> **Directive**: Could you quote, exactly as they stand, the lines running from the one with "Put a marker on every instance of the skyline, one" to the final line of the material?

> **Material**:

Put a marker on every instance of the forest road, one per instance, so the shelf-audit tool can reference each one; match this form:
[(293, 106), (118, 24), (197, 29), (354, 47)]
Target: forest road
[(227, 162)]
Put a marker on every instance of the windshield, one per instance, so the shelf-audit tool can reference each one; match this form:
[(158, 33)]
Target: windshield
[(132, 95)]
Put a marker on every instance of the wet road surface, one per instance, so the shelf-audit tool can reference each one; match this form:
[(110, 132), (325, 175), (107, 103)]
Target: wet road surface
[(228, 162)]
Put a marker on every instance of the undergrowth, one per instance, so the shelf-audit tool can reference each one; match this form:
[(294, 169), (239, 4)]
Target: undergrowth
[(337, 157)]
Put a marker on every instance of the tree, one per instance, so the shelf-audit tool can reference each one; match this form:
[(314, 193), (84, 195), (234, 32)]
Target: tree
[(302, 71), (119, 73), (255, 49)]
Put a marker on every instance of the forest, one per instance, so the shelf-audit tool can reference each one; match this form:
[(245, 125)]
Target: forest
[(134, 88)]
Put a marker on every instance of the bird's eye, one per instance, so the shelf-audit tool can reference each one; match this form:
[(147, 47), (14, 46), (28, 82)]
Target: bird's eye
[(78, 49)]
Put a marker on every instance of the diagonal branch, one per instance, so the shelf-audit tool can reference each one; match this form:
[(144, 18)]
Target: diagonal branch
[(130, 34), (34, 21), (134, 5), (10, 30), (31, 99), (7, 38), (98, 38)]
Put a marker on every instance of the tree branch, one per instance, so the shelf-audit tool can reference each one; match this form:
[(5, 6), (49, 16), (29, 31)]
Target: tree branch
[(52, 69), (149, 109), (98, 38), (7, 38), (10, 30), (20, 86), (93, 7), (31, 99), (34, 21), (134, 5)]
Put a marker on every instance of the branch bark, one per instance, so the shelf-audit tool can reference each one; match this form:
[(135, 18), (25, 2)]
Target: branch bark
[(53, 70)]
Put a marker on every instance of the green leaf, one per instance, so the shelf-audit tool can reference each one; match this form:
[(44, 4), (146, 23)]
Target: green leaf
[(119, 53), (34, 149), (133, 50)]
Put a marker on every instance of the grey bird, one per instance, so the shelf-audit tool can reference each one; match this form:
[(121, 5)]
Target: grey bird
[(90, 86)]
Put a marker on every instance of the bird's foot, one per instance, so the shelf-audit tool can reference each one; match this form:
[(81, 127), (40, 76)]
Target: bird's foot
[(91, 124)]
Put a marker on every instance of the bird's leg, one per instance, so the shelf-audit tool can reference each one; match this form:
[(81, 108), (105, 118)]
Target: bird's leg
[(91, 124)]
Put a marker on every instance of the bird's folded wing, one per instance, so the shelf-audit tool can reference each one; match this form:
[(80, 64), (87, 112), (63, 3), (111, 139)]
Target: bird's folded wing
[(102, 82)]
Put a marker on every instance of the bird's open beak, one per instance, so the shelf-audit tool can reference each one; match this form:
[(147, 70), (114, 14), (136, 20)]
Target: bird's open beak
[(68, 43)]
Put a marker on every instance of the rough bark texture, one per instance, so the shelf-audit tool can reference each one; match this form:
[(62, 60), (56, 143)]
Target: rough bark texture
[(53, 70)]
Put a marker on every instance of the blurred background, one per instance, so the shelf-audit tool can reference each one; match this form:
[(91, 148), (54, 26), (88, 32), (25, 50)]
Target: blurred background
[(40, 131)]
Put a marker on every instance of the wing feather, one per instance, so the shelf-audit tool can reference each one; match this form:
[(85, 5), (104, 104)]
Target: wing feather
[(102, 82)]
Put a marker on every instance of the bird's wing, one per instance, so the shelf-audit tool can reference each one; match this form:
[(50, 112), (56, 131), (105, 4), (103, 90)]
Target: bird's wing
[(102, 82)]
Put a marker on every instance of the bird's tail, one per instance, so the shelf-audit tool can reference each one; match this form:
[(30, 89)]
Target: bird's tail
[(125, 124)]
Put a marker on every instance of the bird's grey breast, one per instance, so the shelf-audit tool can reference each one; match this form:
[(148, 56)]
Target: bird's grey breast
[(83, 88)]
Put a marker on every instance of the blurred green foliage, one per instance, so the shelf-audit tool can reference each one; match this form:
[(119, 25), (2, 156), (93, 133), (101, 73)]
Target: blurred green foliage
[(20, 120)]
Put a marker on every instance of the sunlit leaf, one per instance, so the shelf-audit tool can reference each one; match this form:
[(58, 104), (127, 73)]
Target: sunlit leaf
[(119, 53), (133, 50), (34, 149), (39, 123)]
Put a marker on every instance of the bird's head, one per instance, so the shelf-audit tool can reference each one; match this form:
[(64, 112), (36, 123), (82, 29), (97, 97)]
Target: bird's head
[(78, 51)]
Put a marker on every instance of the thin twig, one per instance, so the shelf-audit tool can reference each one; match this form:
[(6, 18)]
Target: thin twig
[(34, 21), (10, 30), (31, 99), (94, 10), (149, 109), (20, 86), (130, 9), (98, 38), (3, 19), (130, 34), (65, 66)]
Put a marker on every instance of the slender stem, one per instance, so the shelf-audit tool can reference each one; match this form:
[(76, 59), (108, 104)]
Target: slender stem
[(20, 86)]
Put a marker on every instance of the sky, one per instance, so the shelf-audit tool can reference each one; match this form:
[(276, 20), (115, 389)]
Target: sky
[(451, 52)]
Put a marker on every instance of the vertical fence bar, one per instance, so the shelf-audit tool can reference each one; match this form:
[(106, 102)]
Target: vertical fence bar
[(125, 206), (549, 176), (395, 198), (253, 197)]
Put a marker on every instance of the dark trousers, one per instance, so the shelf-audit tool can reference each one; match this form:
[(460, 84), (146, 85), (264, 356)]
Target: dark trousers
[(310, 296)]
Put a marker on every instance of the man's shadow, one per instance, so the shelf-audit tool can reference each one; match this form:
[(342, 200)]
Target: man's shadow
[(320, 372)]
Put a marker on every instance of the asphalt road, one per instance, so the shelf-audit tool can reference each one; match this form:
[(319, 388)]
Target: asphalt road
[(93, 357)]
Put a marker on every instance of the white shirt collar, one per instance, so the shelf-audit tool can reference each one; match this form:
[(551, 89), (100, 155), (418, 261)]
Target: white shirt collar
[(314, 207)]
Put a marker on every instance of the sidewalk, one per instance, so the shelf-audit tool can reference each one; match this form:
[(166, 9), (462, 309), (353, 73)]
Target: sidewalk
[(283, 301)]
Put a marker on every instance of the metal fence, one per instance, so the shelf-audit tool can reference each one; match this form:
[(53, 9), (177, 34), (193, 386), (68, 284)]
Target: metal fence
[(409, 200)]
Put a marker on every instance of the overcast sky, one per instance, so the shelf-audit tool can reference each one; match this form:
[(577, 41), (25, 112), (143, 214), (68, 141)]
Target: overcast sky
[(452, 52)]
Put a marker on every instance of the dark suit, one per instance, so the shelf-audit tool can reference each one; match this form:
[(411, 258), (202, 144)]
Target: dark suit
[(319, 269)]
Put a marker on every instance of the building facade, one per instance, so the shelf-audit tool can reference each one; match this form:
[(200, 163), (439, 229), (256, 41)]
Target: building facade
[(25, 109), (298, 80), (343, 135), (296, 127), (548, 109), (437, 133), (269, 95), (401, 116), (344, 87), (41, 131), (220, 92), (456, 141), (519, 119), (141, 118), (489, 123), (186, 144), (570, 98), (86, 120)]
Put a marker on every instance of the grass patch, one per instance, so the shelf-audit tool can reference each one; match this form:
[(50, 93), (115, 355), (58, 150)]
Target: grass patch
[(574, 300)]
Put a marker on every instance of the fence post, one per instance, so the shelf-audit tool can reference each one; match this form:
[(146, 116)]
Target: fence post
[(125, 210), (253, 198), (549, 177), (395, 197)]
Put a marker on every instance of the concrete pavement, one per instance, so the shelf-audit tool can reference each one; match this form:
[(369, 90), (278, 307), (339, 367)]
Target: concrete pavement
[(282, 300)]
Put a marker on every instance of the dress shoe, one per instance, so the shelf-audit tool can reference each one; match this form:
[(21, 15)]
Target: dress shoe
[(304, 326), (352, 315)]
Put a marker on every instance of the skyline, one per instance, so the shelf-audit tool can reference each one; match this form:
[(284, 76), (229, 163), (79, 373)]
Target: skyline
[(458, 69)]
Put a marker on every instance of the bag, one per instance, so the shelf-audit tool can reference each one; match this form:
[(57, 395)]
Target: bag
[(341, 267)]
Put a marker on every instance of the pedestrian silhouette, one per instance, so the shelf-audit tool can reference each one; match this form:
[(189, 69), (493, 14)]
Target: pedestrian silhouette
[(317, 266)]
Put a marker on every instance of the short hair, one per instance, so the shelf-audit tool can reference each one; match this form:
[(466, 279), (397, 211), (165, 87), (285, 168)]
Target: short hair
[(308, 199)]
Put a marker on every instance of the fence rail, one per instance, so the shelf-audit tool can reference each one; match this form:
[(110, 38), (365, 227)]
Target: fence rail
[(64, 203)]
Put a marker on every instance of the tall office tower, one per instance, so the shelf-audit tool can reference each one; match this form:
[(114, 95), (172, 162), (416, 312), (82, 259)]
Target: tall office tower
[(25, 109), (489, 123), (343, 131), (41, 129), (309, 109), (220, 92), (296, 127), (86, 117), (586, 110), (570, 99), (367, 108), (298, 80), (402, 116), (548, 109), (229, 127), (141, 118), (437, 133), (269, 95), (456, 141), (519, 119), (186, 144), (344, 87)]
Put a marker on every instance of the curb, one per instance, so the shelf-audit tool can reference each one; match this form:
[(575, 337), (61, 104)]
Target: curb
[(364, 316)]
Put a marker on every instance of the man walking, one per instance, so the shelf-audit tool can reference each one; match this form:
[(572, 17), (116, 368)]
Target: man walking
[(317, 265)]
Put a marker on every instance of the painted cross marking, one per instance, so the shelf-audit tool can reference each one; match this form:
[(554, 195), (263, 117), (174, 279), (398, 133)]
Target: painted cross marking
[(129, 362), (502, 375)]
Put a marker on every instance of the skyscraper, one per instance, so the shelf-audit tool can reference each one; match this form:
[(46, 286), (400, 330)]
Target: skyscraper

> **Worked answer**:
Put a marker on every instance of the skyline, one per instance, so the shelf-audit tool can reference each one; match this form:
[(284, 76), (229, 163), (79, 373)]
Target: skyline
[(458, 69)]
Put a marker on every instance of the bag, one per instance, so the shelf-audit tool can reference each one; match this form:
[(57, 395)]
Target: bag
[(341, 267)]
Put a marker on every instance of the pedestrian silhouette, one per instance, so the shelf-audit tool can reference each one; match this form:
[(189, 69), (493, 14)]
Target: pedestrian silhouette
[(317, 266)]
Put a marker on every instance of the short hair, one per instance, so the shelf-audit tool can reference each one; match this form:
[(466, 279), (397, 211), (165, 87), (285, 168)]
Target: short hair
[(308, 199)]
Put a marker on every instance of the fence rail, one per instance, so the shelf-audit tool can reference each one; match this form:
[(110, 38), (365, 227)]
Target: fence rail
[(64, 203)]
Put a marker on every instance of the tall office tower, one per instance, so the shelf-audit tool can reference each one; match this form:
[(114, 95), (172, 162), (416, 312), (82, 259)]
Target: tall office tower
[(25, 109), (489, 123), (343, 131), (41, 129), (309, 109), (220, 92), (296, 127), (86, 117), (586, 110), (570, 99), (367, 108), (298, 80), (402, 116), (548, 109), (229, 127), (141, 118), (437, 133), (269, 95), (456, 141), (519, 119), (186, 144), (344, 87)]
Put a marker on every instance of the curb, one per instance, so the shelf-audit tool can reference each one; match this form:
[(575, 337), (61, 104)]
Target: curb
[(364, 316)]
Put a marker on every instance of the man walking, one per instance, so the shelf-audit tool can reference each one; match this form:
[(572, 17), (116, 368)]
Target: man walking
[(317, 265)]
Put a marker on every instance of the painted cross marking, one per instance, so the shelf-audit tool can reference each one; match this form:
[(554, 195), (263, 117), (174, 279), (398, 133)]
Target: painted cross marking
[(129, 362), (502, 375)]
Put a marker on every instance of the skyscraper, one per instance, so the shelf-audit tool can reference each one; match this form:
[(46, 286), (400, 330)]
Target: skyscraper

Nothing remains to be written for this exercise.